Copy every one of the entries below word for word, changing nothing.

* **Given data**

◆ ◆ ◆ ◆ ◆

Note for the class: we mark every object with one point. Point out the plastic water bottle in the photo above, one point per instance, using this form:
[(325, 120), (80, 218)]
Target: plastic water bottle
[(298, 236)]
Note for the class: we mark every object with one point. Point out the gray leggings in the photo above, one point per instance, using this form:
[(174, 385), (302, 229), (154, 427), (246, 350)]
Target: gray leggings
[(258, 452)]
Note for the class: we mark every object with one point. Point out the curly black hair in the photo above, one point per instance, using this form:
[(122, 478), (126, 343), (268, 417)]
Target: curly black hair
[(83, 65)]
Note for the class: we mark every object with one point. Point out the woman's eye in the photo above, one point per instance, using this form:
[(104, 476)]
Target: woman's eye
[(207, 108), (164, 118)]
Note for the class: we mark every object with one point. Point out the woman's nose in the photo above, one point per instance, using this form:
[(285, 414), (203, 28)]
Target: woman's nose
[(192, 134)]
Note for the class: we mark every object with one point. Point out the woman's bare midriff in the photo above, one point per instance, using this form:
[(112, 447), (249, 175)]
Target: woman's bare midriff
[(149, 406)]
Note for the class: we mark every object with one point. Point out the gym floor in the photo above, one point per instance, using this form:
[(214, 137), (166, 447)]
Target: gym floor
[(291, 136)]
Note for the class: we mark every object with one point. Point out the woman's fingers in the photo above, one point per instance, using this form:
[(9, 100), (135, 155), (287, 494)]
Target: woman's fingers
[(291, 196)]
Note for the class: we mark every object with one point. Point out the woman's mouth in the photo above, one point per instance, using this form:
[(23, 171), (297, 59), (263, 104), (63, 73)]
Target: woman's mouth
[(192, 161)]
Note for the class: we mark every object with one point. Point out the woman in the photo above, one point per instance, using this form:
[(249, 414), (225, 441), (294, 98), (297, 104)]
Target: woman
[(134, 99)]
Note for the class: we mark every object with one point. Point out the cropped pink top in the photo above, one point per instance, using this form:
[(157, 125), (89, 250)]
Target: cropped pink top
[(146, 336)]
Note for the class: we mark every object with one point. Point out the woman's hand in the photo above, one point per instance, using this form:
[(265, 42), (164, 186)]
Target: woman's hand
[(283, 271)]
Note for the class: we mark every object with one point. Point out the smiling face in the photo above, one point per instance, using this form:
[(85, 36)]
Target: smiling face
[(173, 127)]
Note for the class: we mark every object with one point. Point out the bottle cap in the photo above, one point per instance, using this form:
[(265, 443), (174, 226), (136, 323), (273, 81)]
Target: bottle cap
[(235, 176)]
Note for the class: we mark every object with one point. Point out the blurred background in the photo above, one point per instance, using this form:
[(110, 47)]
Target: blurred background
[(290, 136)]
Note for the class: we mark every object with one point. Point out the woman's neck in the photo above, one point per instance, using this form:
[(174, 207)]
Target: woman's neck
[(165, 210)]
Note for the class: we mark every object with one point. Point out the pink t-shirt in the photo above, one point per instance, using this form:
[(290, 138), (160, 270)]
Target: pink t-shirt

◆ ◆ ◆ ◆ ◆

* **Answer below**
Note for the class: we mark every object with one point. Point out the plastic water bottle in the photo above, one point per instance, using this form:
[(325, 120), (80, 218)]
Target: plastic water bottle
[(298, 236)]
Note for the class: we mark every object with one point. Point out the gray leggings in the photo above, one point per instance, using this form:
[(174, 385), (302, 229), (154, 427), (246, 350)]
Target: gray leggings
[(258, 452)]
Note for the class: we mark every object with one point. Point out the curly black hair in the photo above, one point per instance, using this form:
[(122, 478), (126, 343), (268, 417)]
Target: curly black hair
[(83, 65)]
Note for the class: we mark every object with one point. Point out the woman's eye in the photo above, one point per instance, using this form:
[(104, 476)]
Target: woman's eye
[(207, 108), (164, 118)]
Note for the class: we mark every object with one point. Point out the woman's nose in the photo above, one point per instance, using this form:
[(285, 414), (203, 28)]
Target: woman's nose
[(192, 134)]
Note for the class: we mark every object with one point. Point out the woman's bare midriff in the photo above, one point per instance, using this form:
[(112, 447), (249, 175)]
Target: woman's bare midriff
[(149, 406)]
Note for the class: we mark every object with one point. Point out the gym floor in the photo above, one point per instance, using this form:
[(214, 137), (166, 447)]
Target: gym floor
[(291, 136)]
Note for the class: we mark every object with one point. Point out the woman's fingers in the photo above, one point per instance, using this form:
[(9, 100), (135, 155), (287, 494)]
Target: woman's fingers
[(291, 196)]
Note for the class: we mark every object with one point. Point out the woman's mouth in the photo above, one point per instance, using this form:
[(23, 171), (297, 59), (263, 104), (63, 73)]
Target: woman's mouth
[(192, 161)]
Note for the class: we mark every object with one point. Point out the woman in the photo above, one point per instance, using this form:
[(249, 414), (225, 441), (294, 98), (297, 104)]
Target: woman
[(134, 99)]
Note for the class: we mark every object with one point. Point out the cropped pink top in the photo above, one point per instance, using this form:
[(157, 125), (89, 250)]
Target: cropped pink top
[(146, 336)]
Note for the class: we mark every object with one point. Point out the woman's hand in the photo above, one point per instance, using this form:
[(265, 42), (164, 186)]
Target: woman's hand
[(283, 271)]
Note for the class: we mark every object with one point. Point out the smiling face in the photo above, one point per instance, using this form:
[(85, 36)]
Target: smiling face
[(173, 127)]
Note for the class: we mark every object with one point. Point out the bottle cap in the photo above, one point per instance, using this form:
[(265, 443), (174, 226), (136, 323), (273, 81)]
Target: bottle cap
[(235, 176)]
Note for the class: we mark every object with one point. Point out the blurred background in the photo above, one point per instance, using this form:
[(110, 47)]
Target: blurred background
[(290, 136)]
Note for the class: we mark every object with one point. Point out the woman's neck in the photo above, one point per instance, using this form:
[(174, 207)]
Target: woman's neck
[(165, 210)]
Note for the class: we mark every object with one point. Point out the pink t-shirt in the photo above, one point per instance, using this form:
[(290, 138), (160, 270)]
Target: pink t-shirt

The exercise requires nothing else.